Render the rows below as a Markdown table with the columns Number and Text, starting at the row that contains "Mark one point per instance of the cat" and ending at the last row, with both ends included and blank lines skipped. Leave the pictures out of the table.

——————

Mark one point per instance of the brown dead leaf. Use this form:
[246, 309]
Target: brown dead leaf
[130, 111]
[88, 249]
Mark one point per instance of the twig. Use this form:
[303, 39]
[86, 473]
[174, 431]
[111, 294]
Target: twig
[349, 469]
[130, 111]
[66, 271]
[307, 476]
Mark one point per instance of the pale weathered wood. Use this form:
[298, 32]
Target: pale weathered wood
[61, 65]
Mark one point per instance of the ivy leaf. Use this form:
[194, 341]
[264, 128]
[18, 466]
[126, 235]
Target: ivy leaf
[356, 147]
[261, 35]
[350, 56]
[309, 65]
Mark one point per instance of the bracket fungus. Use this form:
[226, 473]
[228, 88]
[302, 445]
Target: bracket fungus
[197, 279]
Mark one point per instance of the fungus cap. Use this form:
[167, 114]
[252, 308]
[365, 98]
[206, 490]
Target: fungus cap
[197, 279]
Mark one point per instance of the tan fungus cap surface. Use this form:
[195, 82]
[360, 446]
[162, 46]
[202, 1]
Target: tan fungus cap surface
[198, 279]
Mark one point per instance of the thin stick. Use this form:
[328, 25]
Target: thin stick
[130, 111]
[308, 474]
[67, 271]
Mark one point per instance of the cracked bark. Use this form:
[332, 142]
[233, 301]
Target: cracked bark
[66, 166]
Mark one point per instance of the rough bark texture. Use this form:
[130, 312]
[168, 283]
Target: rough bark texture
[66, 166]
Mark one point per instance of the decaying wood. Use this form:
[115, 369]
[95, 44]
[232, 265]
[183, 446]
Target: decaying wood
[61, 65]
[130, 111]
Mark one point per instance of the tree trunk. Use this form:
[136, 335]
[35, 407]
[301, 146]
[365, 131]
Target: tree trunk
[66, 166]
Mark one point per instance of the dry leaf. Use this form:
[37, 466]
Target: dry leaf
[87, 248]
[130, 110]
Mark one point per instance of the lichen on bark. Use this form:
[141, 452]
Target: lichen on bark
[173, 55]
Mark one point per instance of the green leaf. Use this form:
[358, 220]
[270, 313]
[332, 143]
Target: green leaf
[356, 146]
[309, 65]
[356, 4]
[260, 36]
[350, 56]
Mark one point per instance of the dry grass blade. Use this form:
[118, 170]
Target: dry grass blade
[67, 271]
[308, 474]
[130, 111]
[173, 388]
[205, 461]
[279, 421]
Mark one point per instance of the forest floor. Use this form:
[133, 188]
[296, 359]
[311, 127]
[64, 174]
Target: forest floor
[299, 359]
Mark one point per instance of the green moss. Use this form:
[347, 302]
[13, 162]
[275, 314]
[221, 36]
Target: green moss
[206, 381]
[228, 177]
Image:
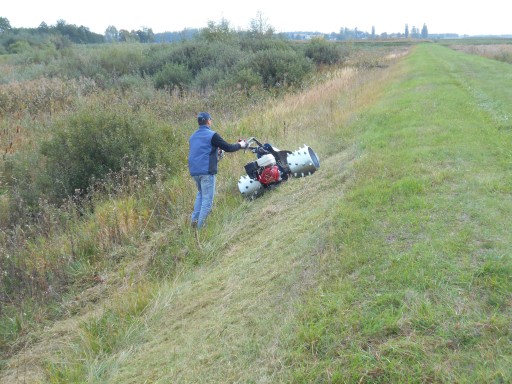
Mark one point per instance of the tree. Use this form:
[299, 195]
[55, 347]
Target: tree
[259, 26]
[424, 32]
[217, 31]
[5, 25]
[111, 34]
[146, 35]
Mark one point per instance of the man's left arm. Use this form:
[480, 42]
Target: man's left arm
[218, 141]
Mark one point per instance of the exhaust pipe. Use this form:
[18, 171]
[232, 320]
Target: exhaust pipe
[250, 188]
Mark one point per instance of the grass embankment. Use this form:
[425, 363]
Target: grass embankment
[390, 264]
[419, 285]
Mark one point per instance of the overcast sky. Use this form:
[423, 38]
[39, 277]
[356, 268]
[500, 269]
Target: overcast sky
[440, 16]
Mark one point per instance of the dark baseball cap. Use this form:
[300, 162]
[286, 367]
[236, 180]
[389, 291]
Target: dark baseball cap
[203, 117]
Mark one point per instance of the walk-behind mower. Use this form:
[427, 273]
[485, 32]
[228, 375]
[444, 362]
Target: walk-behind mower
[273, 166]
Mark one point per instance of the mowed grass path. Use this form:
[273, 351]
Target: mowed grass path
[420, 286]
[391, 264]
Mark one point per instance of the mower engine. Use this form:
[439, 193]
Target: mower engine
[274, 166]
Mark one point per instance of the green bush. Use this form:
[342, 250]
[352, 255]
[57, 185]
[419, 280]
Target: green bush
[279, 68]
[322, 51]
[173, 75]
[93, 143]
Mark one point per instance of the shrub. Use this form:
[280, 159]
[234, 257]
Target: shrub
[281, 67]
[173, 75]
[92, 143]
[323, 52]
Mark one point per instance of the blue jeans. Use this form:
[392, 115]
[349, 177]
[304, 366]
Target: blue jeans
[204, 198]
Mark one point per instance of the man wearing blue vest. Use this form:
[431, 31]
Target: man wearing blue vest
[202, 164]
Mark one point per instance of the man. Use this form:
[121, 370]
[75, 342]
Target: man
[202, 163]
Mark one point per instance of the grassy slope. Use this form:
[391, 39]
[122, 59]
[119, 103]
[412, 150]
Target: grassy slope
[390, 264]
[420, 288]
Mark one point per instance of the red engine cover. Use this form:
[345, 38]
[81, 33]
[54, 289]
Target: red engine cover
[269, 175]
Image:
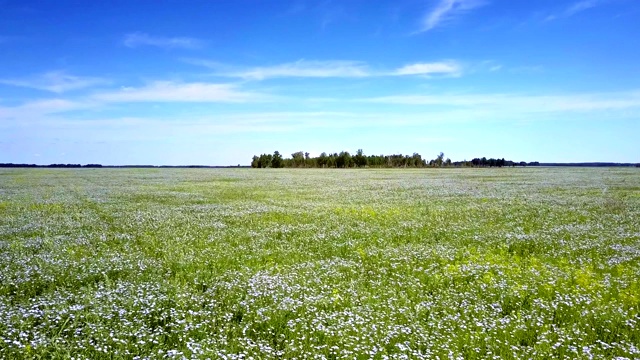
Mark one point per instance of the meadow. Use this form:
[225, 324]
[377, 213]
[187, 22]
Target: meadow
[511, 263]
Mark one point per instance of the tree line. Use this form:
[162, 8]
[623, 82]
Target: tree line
[345, 160]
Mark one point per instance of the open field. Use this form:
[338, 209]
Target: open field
[320, 264]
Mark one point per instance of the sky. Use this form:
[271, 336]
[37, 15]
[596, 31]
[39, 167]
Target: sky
[177, 82]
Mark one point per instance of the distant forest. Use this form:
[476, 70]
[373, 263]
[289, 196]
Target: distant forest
[345, 160]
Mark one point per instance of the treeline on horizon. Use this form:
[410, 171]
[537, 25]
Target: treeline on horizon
[345, 160]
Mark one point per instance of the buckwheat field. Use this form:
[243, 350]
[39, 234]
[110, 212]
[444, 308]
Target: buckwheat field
[533, 263]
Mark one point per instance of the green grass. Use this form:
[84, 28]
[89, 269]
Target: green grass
[321, 264]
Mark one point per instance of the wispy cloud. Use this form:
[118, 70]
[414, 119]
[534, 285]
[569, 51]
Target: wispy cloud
[447, 10]
[576, 8]
[137, 39]
[56, 81]
[38, 108]
[166, 91]
[305, 68]
[437, 68]
[329, 69]
[522, 103]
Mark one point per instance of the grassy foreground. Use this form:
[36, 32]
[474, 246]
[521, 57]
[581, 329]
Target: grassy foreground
[320, 264]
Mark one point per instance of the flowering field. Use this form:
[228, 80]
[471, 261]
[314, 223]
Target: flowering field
[320, 264]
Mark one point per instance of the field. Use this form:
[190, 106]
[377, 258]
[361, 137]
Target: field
[320, 264]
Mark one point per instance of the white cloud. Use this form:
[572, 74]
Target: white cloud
[56, 81]
[581, 6]
[137, 39]
[304, 68]
[575, 8]
[166, 91]
[38, 108]
[521, 103]
[437, 68]
[447, 10]
[328, 69]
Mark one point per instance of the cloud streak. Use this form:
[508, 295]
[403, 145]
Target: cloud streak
[446, 11]
[437, 68]
[167, 91]
[56, 81]
[305, 68]
[138, 39]
[521, 103]
[330, 69]
[576, 8]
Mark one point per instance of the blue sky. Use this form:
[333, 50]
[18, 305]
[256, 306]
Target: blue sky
[215, 82]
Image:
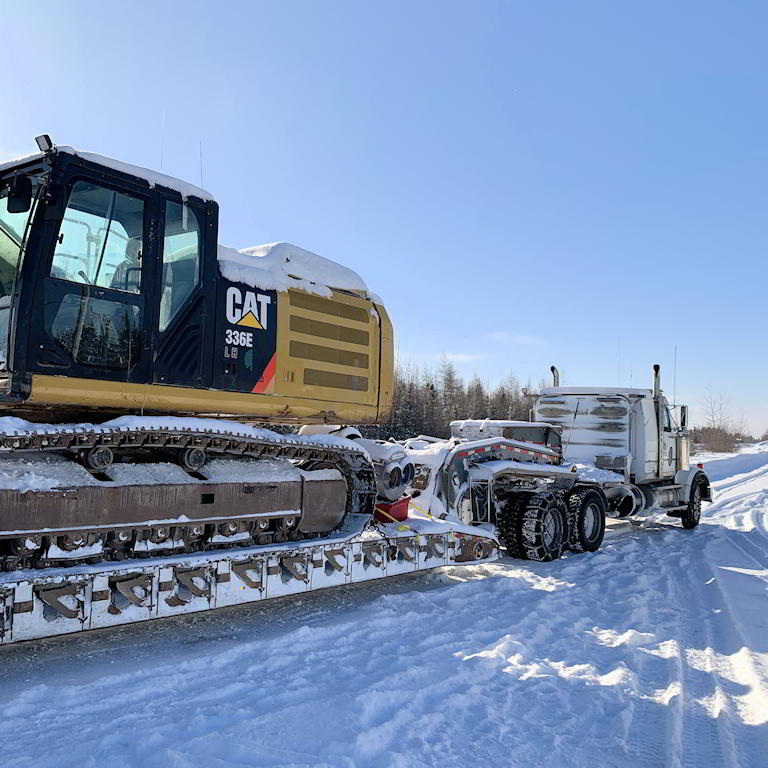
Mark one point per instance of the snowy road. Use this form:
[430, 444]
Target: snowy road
[652, 652]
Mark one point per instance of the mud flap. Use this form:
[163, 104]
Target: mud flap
[6, 613]
[403, 555]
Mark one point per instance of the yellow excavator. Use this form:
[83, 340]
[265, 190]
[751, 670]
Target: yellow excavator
[136, 354]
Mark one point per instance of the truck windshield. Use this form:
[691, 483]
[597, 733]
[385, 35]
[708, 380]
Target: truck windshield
[13, 228]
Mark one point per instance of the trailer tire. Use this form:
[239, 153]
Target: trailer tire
[691, 515]
[586, 520]
[533, 526]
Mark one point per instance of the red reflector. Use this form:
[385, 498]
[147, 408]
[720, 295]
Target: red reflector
[393, 511]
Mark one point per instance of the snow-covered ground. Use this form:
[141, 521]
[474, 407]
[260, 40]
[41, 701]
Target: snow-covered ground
[651, 652]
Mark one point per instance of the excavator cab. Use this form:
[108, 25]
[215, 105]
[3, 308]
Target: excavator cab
[111, 298]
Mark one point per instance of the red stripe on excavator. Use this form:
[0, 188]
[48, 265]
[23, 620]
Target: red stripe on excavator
[266, 377]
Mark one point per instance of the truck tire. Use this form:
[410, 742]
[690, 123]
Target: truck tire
[691, 515]
[533, 526]
[586, 520]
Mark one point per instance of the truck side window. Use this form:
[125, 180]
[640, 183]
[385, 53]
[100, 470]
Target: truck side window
[100, 239]
[181, 260]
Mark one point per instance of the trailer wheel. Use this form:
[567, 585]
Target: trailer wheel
[692, 513]
[533, 526]
[586, 521]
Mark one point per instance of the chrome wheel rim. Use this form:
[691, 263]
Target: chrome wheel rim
[591, 521]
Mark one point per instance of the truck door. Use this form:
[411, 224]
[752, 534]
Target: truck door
[667, 441]
[89, 307]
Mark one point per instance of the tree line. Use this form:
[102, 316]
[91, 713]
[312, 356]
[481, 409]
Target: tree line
[426, 401]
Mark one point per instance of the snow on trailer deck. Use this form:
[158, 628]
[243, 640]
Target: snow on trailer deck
[653, 651]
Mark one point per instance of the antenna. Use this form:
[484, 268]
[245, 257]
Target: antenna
[162, 137]
[674, 379]
[201, 163]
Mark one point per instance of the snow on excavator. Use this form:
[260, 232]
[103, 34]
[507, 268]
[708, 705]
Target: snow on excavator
[135, 355]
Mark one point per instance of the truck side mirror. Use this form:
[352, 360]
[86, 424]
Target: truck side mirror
[20, 194]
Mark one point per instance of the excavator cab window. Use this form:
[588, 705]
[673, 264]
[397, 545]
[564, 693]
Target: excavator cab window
[181, 260]
[93, 303]
[100, 239]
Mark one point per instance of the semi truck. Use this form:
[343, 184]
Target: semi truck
[549, 484]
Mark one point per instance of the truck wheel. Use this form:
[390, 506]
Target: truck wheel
[533, 526]
[692, 513]
[586, 521]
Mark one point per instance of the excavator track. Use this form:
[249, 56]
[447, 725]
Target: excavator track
[105, 520]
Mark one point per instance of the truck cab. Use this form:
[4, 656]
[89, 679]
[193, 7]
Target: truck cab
[635, 433]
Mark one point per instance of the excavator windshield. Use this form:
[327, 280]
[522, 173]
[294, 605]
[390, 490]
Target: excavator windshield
[13, 233]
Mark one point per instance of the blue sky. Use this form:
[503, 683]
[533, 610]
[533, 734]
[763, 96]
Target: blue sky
[523, 183]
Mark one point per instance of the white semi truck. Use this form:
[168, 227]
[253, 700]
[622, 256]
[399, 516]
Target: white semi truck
[548, 484]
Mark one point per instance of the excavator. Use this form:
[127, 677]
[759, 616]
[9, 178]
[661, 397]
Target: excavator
[140, 364]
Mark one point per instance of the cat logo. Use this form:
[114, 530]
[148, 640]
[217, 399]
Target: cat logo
[249, 310]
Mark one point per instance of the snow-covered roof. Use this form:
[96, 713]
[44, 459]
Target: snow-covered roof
[153, 178]
[280, 266]
[480, 423]
[596, 391]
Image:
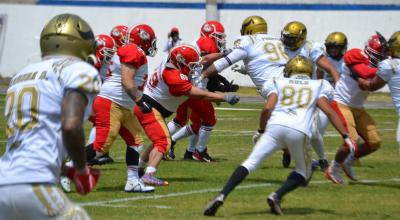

——————

• Solution
| Number | Text |
|---|---|
| 1 | Mark one point per instance of the cat logo. Use this form: |
| 2 | [114, 530] |
| 3 | [148, 640] |
| 4 | [217, 399] |
| 5 | Target: cat logo |
| 6 | [249, 310] |
| 7 | Mark one point per instance of the snow-covered roof. Use this form: |
| 8 | [96, 713] |
| 9 | [44, 459] |
| 10 | Target: snow-covered roof |
| 11 | [153, 178] |
| 12 | [280, 266] |
| 13 | [480, 423] |
| 14 | [596, 391] |
| 15 | Image: |